要做的事:
把下面整份清单里的 "marker" 都换成 "dot"，其余内容一字不改，重新写出来。

== == ==

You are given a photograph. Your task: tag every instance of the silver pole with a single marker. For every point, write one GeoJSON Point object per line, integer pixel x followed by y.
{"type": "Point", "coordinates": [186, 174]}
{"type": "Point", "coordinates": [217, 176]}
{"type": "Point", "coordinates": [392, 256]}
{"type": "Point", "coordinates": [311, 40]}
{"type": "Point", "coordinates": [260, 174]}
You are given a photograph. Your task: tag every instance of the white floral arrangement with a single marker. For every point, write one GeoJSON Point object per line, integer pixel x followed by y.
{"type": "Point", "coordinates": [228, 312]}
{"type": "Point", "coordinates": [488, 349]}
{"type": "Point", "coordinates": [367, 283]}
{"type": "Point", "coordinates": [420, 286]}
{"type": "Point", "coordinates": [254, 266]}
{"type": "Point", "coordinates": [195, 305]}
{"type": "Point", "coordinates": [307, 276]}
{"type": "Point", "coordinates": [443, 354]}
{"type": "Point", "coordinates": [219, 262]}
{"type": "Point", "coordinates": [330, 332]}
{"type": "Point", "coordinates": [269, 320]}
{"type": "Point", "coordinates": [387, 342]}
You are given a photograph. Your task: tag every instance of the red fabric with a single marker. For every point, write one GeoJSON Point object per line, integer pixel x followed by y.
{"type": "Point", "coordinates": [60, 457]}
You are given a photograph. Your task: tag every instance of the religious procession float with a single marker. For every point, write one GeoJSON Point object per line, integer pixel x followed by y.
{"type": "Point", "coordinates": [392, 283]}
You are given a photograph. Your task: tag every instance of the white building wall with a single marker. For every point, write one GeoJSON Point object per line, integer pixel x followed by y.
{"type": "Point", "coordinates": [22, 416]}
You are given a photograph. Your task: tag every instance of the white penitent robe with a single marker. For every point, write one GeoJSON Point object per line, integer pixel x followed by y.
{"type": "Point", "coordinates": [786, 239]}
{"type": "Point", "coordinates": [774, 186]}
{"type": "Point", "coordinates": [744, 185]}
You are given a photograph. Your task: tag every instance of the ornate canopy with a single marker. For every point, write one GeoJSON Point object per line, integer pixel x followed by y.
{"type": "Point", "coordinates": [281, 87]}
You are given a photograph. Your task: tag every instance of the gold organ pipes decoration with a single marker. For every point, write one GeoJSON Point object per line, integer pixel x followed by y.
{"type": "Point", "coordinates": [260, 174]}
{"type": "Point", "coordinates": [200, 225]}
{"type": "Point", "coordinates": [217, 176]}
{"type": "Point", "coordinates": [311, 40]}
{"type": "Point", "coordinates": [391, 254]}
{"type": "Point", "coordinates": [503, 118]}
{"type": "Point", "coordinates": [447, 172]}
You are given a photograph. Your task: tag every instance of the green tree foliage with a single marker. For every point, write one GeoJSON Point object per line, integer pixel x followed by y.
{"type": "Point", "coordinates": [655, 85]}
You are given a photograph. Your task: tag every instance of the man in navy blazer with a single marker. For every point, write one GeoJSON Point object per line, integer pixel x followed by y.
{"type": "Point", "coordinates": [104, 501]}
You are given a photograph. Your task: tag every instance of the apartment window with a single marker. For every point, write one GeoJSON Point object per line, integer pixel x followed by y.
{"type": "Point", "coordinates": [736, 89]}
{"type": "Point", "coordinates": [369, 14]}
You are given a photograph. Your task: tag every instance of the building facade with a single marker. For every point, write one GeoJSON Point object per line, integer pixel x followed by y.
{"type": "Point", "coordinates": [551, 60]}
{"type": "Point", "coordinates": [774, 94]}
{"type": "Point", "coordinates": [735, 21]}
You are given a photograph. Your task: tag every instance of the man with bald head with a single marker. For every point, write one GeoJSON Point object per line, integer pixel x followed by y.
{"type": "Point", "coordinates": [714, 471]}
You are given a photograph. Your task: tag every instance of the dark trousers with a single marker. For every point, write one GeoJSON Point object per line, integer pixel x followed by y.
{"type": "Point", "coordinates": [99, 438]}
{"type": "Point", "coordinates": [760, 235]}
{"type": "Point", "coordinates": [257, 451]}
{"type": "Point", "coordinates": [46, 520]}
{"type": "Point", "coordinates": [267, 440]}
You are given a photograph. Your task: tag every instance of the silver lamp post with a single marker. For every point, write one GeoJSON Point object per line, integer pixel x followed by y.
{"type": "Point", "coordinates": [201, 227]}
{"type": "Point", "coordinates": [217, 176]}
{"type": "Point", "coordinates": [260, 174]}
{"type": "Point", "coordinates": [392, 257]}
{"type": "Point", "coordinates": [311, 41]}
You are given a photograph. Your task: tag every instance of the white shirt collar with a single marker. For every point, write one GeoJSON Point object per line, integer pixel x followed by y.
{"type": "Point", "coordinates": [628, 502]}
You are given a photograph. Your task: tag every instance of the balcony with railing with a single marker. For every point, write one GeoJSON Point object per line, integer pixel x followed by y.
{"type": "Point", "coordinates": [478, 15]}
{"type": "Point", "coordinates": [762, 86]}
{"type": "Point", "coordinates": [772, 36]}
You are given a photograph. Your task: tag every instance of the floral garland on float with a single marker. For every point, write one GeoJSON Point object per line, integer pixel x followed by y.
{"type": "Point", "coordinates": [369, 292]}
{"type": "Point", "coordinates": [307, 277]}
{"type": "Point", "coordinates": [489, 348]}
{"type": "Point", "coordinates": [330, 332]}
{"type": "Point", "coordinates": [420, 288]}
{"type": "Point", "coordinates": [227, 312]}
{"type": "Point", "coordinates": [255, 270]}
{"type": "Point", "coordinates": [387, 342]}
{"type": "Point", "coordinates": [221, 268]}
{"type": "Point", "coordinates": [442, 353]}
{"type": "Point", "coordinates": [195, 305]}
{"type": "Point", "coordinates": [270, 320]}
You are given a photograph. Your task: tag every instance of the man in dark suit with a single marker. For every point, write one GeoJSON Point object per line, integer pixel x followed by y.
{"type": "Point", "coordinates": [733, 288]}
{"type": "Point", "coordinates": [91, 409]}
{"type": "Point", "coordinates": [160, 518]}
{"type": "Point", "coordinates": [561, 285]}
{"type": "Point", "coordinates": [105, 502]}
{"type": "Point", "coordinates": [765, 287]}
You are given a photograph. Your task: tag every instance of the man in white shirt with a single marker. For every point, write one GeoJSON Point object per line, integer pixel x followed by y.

== == ==

任务作答:
You are given a photograph. Your task: tag every instance of the silver pole with a single dot. For every point, write one GeoJSON Point object per line, integer pixel x followed by y.
{"type": "Point", "coordinates": [186, 174]}
{"type": "Point", "coordinates": [217, 176]}
{"type": "Point", "coordinates": [392, 256]}
{"type": "Point", "coordinates": [311, 40]}
{"type": "Point", "coordinates": [260, 174]}
You are given a photograph. Your task: tag every instance of the white floral arrangement with a single dot. For every point, write one GeoJSON Point object per line, integer pixel x followed by y.
{"type": "Point", "coordinates": [228, 312]}
{"type": "Point", "coordinates": [488, 349]}
{"type": "Point", "coordinates": [367, 283]}
{"type": "Point", "coordinates": [420, 286]}
{"type": "Point", "coordinates": [254, 266]}
{"type": "Point", "coordinates": [195, 305]}
{"type": "Point", "coordinates": [307, 276]}
{"type": "Point", "coordinates": [443, 354]}
{"type": "Point", "coordinates": [219, 262]}
{"type": "Point", "coordinates": [330, 332]}
{"type": "Point", "coordinates": [269, 320]}
{"type": "Point", "coordinates": [387, 342]}
You are given a photograph. Your task: tag every instance of the red fabric with a single dot. For every point, write one GeoJSON Point object per line, integer pixel x followed by y.
{"type": "Point", "coordinates": [60, 457]}
You are given a photograph. Your task: tag every instance of the religious procession float with a single dot. For every point, write one GeoJSON Point object per line, integer pixel x followed by y.
{"type": "Point", "coordinates": [392, 283]}
You are given a photograph. Your task: tag every instance of the white building wall with a single dot. For every point, write one GeoJSON Point object per line, integer pixel x followed by y.
{"type": "Point", "coordinates": [22, 416]}
You are given a photograph. Your task: tag every instance of the white penitent robe with a single dot. For every point, write one GeoJSON Point object per line, integer pixel x followed by y.
{"type": "Point", "coordinates": [786, 239]}
{"type": "Point", "coordinates": [774, 186]}
{"type": "Point", "coordinates": [744, 185]}
You are given a photograph. Your task: tag every instance of the ornate canopy with a single dot. For every point, write one GeoJSON Point object per line, integer pixel x followed by y.
{"type": "Point", "coordinates": [281, 87]}
You are given a photograph. Your task: tag every instance of the gold organ pipes decoration with a single dot. For every point, write one GeoJSON Point object per line, integer pixel x followed by y.
{"type": "Point", "coordinates": [260, 174]}
{"type": "Point", "coordinates": [200, 225]}
{"type": "Point", "coordinates": [217, 176]}
{"type": "Point", "coordinates": [311, 40]}
{"type": "Point", "coordinates": [391, 254]}
{"type": "Point", "coordinates": [503, 118]}
{"type": "Point", "coordinates": [447, 172]}
You are given a photograph. Your task: tag every instance of the green tree foliage with a single dot. For every point, write one GeoJSON Point object per line, integer pixel x followed by y.
{"type": "Point", "coordinates": [655, 85]}
You are given a photograph. Your task: tag every instance of the man in navy blazer with a single dot. For every point, write one GeoJSON Point object per line, integer pixel x followed by y.
{"type": "Point", "coordinates": [104, 501]}
You are given a photograph. Your task: tag every instance of the apartment window with a single dot. For every point, write one GeoJSON Point object per line, integer pixel x followed by y.
{"type": "Point", "coordinates": [736, 89]}
{"type": "Point", "coordinates": [369, 14]}
You are given a photograph. Your task: tag every instance of the building facade with a single dot. For every point, write one GeoJSON Point object per line, integer pixel x followed by y.
{"type": "Point", "coordinates": [551, 60]}
{"type": "Point", "coordinates": [774, 94]}
{"type": "Point", "coordinates": [735, 21]}
You are given a photograph. Your task: tag every instance of the man with bald head with a single dot. For every point, write one GeoJSON Point object per line, integer pixel x followed by y.
{"type": "Point", "coordinates": [714, 471]}
You are given a photograph. Your task: tag every instance of the dark trousers with a single dot. For every point, write one GeoJSON Point object per line, integer pixel x followed by y.
{"type": "Point", "coordinates": [99, 438]}
{"type": "Point", "coordinates": [760, 235]}
{"type": "Point", "coordinates": [257, 451]}
{"type": "Point", "coordinates": [46, 520]}
{"type": "Point", "coordinates": [267, 440]}
You are given a photograph. Your task: tag every instance of the silver lamp post with a single dot. For every point, write one GeoJSON Point object per line, integer pixel x followed by y.
{"type": "Point", "coordinates": [201, 227]}
{"type": "Point", "coordinates": [217, 176]}
{"type": "Point", "coordinates": [260, 174]}
{"type": "Point", "coordinates": [392, 257]}
{"type": "Point", "coordinates": [311, 41]}
You are given a photograph. Your task: tag every instance of the white shirt collar with a single dot. For every point, write one GeoJSON Point object per line, integer pixel x followed by y.
{"type": "Point", "coordinates": [628, 502]}
You are given a photograph. Your task: tag every instance of the balcony with railing with a single dot. For every point, write one GeoJSON Point object per line, integer pixel x followed by y.
{"type": "Point", "coordinates": [478, 15]}
{"type": "Point", "coordinates": [762, 86]}
{"type": "Point", "coordinates": [772, 36]}
You are given a photograph. Your task: tag every instance of the floral garland on float with a single dot. For every point, write one GeoJSON Point object per line, integer pixel x followed by y.
{"type": "Point", "coordinates": [369, 292]}
{"type": "Point", "coordinates": [307, 277]}
{"type": "Point", "coordinates": [489, 348]}
{"type": "Point", "coordinates": [330, 332]}
{"type": "Point", "coordinates": [420, 288]}
{"type": "Point", "coordinates": [227, 312]}
{"type": "Point", "coordinates": [255, 270]}
{"type": "Point", "coordinates": [387, 342]}
{"type": "Point", "coordinates": [221, 268]}
{"type": "Point", "coordinates": [442, 353]}
{"type": "Point", "coordinates": [195, 305]}
{"type": "Point", "coordinates": [270, 320]}
You are given a photograph. Your task: tag every instance of the man in dark suit with a single dot. For every point, write one GeoJSON Point object per line, integer pixel x followed by y.
{"type": "Point", "coordinates": [733, 288]}
{"type": "Point", "coordinates": [91, 409]}
{"type": "Point", "coordinates": [160, 518]}
{"type": "Point", "coordinates": [561, 285]}
{"type": "Point", "coordinates": [105, 502]}
{"type": "Point", "coordinates": [765, 287]}
You are given a photograph. Your task: tag every instance of the man in white shirt with a single dot. For every point, write one GeoJSON Point object per line, integer pixel x followed by y.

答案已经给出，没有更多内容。